- [WHAT IS EXPECTED]
Retype each entry below, keeping every character the same.

- [RECORDED INFORMATION]
* * * * * * *
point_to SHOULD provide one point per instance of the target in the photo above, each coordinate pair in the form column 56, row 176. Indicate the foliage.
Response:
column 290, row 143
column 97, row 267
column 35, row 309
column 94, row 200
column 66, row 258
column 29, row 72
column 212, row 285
* * * * * * *
- [RESULT OF THE EXERCISE]
point_to SHOULD provide one point per instance of the target in the photo above, each coordinate pair in the form column 56, row 176. Indicate the foliage.
Response:
column 290, row 143
column 97, row 267
column 35, row 309
column 94, row 200
column 66, row 258
column 29, row 72
column 212, row 285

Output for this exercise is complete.